Some data
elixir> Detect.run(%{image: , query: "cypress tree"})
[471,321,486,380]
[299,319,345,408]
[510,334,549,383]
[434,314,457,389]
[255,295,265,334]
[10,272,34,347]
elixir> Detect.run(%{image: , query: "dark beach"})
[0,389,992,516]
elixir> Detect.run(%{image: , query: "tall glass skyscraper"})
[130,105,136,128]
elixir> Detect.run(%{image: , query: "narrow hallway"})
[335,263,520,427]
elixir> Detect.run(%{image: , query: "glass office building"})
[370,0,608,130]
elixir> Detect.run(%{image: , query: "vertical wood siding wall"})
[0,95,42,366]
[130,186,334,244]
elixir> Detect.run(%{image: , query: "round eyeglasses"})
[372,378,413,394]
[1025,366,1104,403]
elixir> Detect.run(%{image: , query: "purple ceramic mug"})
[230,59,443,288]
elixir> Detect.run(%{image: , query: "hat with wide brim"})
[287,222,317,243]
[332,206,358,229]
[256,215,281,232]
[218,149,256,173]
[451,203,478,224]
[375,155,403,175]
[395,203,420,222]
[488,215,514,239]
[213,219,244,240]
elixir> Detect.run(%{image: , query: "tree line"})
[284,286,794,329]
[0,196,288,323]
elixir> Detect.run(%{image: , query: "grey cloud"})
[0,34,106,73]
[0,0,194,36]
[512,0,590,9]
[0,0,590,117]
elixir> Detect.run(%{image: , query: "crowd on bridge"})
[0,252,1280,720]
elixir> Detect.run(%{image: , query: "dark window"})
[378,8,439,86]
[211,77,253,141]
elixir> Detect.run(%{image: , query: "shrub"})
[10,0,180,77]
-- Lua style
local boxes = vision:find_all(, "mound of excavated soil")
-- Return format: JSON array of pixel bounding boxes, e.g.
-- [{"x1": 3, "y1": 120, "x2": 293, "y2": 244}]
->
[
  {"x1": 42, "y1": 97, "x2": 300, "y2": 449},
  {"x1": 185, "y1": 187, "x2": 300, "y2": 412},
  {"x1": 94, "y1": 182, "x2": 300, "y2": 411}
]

▶ [Written problem]:
Copy all of the data above line for line, with no changes.

▶ [Solution]:
elixir> Detect.run(%{image: , query: "cypress tree"})
[471,321,486,380]
[299,319,345,408]
[510,334,549,383]
[434,314,457,389]
[255,295,265,334]
[10,272,34,347]
elixir> Detect.run(%{image: , query: "dark beach"})
[0,389,992,516]
elixir> Detect.run(%{image: , query: "tall glass skyscraper"})
[130,105,136,128]
elixir> Detect.run(%{image: , query: "narrow hallway"})
[335,263,520,427]
elixir> Detect.run(%{image: , query: "glass office building"})
[370,0,608,130]
elixir> Detect.run(%{image: , query: "vertical wood siding wall"})
[0,95,42,366]
[130,186,334,244]
elixir> Detect.run(%{image: , query: "round eyeglasses"})
[372,378,413,394]
[1025,366,1104,403]
elixir> Detect.run(%{image: , query: "purple ceramic mug"})
[230,59,443,288]
elixir> Detect.run(%{image: , query: "hat with wide brim"})
[287,222,317,243]
[332,206,358,229]
[256,215,281,232]
[218,149,256,173]
[451,203,478,224]
[375,155,403,175]
[395,203,420,222]
[488,215,514,239]
[213,219,244,240]
elixir> Detect.run(%{image: , query: "tree line"})
[284,286,794,329]
[0,196,288,323]
elixir> Detect.run(%{image: , query: "grey cloud"})
[0,34,106,73]
[0,0,194,36]
[512,0,590,9]
[0,0,590,117]
elixir> Detect.run(%{image: , query: "crowd on bridge"})
[0,252,1280,720]
elixir> Detect.run(%{image: , query: "dark window"})
[378,8,439,86]
[211,77,253,141]
elixir> Detect.run(%{image: , query: "shrub"})
[10,0,180,77]
-- Lua style
local boxes = vision:find_all(, "mound of excavated soil")
-- Return format: JSON array of pixel bounding boxes, e.g.
-- [{"x1": 3, "y1": 120, "x2": 293, "y2": 244}]
->
[
  {"x1": 42, "y1": 97, "x2": 300, "y2": 449},
  {"x1": 185, "y1": 187, "x2": 300, "y2": 412},
  {"x1": 94, "y1": 182, "x2": 300, "y2": 411}
]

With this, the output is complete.